A run of records:
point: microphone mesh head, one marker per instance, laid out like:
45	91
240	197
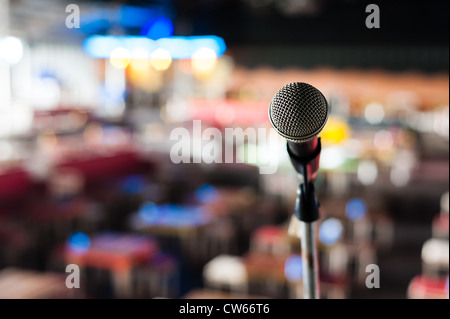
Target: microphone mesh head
298	112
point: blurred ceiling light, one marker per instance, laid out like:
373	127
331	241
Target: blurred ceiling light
160	59
400	176
355	209
46	93
336	131
367	172
353	148
11	49
6	150
140	53
332	157
330	231
120	58
225	269
374	113
383	140
225	115
204	61
435	252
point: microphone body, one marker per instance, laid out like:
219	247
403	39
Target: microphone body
305	152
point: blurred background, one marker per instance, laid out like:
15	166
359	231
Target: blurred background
92	91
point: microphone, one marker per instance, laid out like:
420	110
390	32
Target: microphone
299	112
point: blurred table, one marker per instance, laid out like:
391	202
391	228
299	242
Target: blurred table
26	284
116	252
97	166
14	183
217	294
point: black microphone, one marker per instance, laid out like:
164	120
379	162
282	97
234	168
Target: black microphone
299	112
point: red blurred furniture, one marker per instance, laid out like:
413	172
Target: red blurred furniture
422	287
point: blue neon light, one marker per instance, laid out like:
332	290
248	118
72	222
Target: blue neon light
157	28
79	242
179	47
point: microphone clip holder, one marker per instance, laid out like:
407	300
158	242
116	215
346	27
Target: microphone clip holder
306	204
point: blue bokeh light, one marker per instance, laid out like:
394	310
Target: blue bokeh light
330	231
133	184
79	242
160	27
293	268
98	46
355	209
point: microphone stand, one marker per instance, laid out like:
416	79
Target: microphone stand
307	211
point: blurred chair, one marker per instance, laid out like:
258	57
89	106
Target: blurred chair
117	253
270	239
158	277
435	258
16	283
226	272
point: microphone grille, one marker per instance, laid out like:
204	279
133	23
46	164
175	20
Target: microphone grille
298	111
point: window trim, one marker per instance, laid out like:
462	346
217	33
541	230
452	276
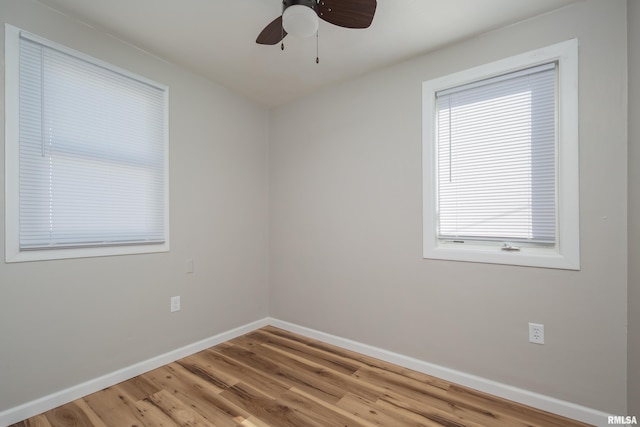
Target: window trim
565	254
13	253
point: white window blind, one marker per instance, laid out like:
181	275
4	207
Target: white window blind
91	152
496	158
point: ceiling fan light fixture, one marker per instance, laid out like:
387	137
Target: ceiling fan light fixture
300	20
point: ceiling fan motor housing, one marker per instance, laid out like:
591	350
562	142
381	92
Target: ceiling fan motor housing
300	17
313	4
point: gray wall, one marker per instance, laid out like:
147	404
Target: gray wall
65	322
634	208
345	225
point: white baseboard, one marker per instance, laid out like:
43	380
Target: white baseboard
536	400
38	406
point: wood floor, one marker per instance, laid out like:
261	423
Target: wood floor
271	377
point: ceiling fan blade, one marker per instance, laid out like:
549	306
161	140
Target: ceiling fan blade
347	13
272	33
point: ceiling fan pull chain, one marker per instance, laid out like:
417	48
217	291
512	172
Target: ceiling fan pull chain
282	38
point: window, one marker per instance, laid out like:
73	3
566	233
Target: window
86	155
500	161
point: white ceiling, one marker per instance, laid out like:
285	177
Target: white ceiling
216	38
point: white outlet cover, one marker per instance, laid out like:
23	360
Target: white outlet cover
175	304
536	333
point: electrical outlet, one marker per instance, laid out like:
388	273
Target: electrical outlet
188	266
536	333
175	304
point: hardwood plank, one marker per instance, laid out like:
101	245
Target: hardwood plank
274	378
176	410
199	394
76	413
114	407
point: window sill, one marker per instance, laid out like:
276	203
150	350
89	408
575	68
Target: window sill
54	254
527	257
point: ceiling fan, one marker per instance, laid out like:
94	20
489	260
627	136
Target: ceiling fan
300	17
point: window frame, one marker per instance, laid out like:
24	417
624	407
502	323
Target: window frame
13	252
565	253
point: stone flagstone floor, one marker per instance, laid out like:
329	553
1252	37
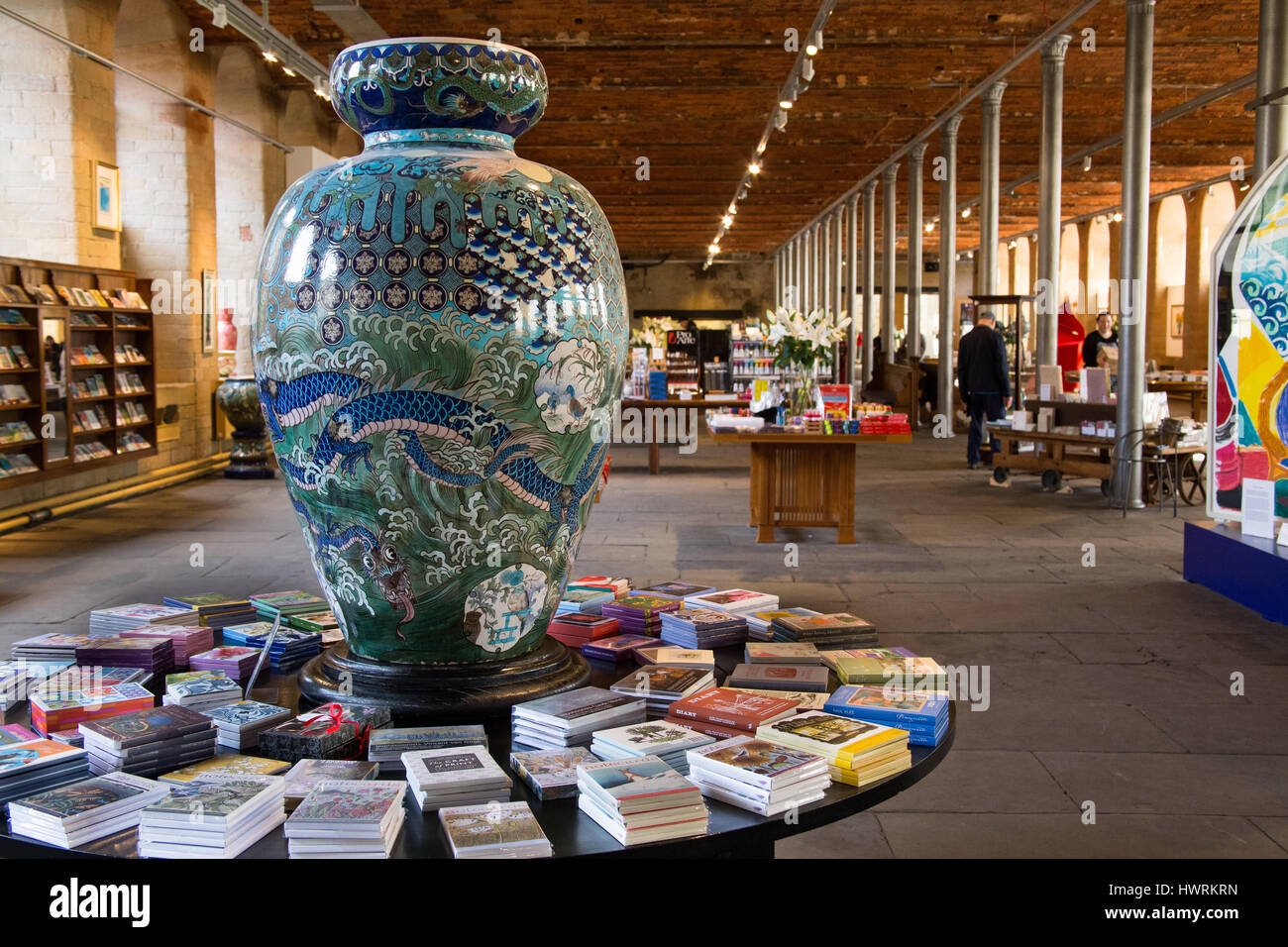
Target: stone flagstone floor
1109	684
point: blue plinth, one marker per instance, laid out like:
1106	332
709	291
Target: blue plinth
1250	571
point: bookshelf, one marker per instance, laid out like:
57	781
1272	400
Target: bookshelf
89	373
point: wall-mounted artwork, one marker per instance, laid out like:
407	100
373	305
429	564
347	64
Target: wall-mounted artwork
1248	377
106	211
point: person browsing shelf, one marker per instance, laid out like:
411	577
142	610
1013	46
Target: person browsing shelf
984	382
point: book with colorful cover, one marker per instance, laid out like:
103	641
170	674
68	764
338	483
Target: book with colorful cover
756	762
840	740
921	714
227	766
732	707
550	774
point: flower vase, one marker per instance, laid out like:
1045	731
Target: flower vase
439	338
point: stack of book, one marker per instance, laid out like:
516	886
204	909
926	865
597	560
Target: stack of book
213	609
640	615
387	745
188	639
617	647
53	646
703	628
305	775
640	799
897	668
153	655
291	647
60	710
724	712
613	583
825	631
781	654
211	818
857	753
677	657
202	693
347	818
759	622
322	622
236	660
455	776
575	629
922	714
243	722
571	718
759	776
550	774
668	741
149	742
733	600
228	766
785	677
583	602
677	589
661	685
269	604
84	810
127	617
35	766
506	830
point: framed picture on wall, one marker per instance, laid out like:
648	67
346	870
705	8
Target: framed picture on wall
209	303
106	191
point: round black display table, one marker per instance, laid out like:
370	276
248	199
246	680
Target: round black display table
732	832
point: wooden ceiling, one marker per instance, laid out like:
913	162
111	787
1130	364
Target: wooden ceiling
691	85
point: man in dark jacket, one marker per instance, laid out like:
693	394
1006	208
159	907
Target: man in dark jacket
984	382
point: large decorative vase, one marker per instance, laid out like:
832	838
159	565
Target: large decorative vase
439	338
249	459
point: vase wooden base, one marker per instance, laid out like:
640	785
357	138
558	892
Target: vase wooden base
443	693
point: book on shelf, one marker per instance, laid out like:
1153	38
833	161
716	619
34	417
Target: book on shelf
505	830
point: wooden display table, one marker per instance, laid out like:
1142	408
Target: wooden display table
1093	458
655	450
804	480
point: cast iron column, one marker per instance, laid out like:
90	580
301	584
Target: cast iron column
915	158
1271	133
1133	265
990	171
888	275
870	272
851	286
947	265
1050	166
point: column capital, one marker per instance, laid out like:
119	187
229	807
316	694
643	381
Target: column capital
993	95
1054	51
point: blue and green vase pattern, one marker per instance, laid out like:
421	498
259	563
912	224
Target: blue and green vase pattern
439	339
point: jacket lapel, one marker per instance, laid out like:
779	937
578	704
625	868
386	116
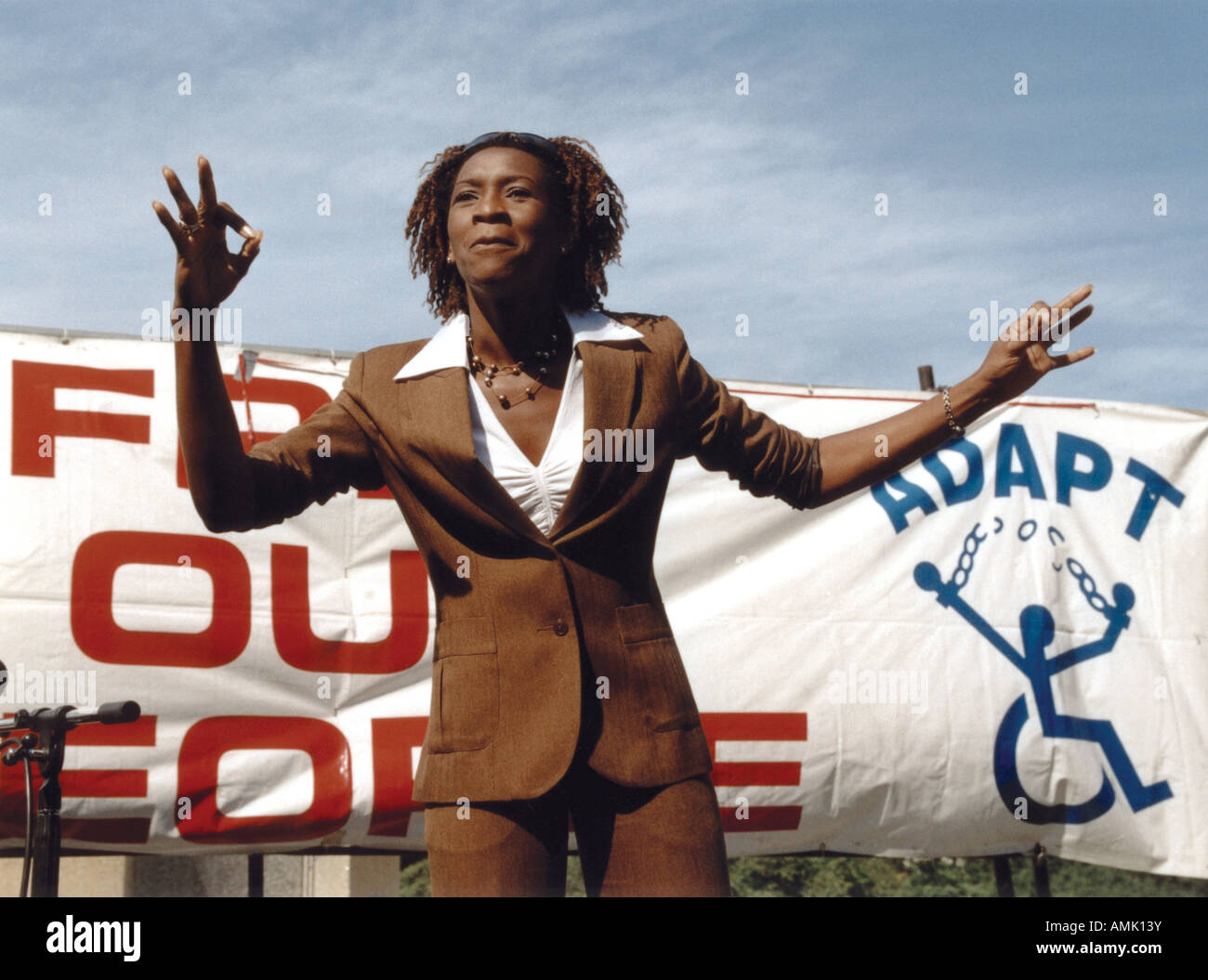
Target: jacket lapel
611	390
441	430
438	407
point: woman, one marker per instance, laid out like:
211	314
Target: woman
557	686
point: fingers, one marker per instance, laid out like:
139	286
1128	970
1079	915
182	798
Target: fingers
1071	301
209	198
188	212
1061	330
242	262
1064	359
169	222
226	215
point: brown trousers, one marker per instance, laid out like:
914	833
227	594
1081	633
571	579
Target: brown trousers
663	840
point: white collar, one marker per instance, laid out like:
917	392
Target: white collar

(EXERCISE BRIEF) Leaving the pictures out, set down exactly the lines from the one with "point: jacket lapel, one" through the end of the records.

(WRITTEN SOLUTION)
point: jacket lapel, one marker per instance, laid out like:
779	937
578	704
625	868
386	116
Target: jacket lapel
611	390
441	430
438	407
point: woman, one marker per instance, laid out like:
211	314
Target: woman
557	686
point: fingers, one marker per instance, laid out like:
139	286
1128	970
1079	915
182	798
Target: fingers
1071	301
209	198
188	212
1061	330
242	262
1064	359
169	222
226	215
point: brown trousers, one marker per instance, laid out like:
914	833
227	594
1081	633
571	579
Target: brown trousers
663	840
point: white collar, one marker per instance, laid out like:
917	392
Target: white collar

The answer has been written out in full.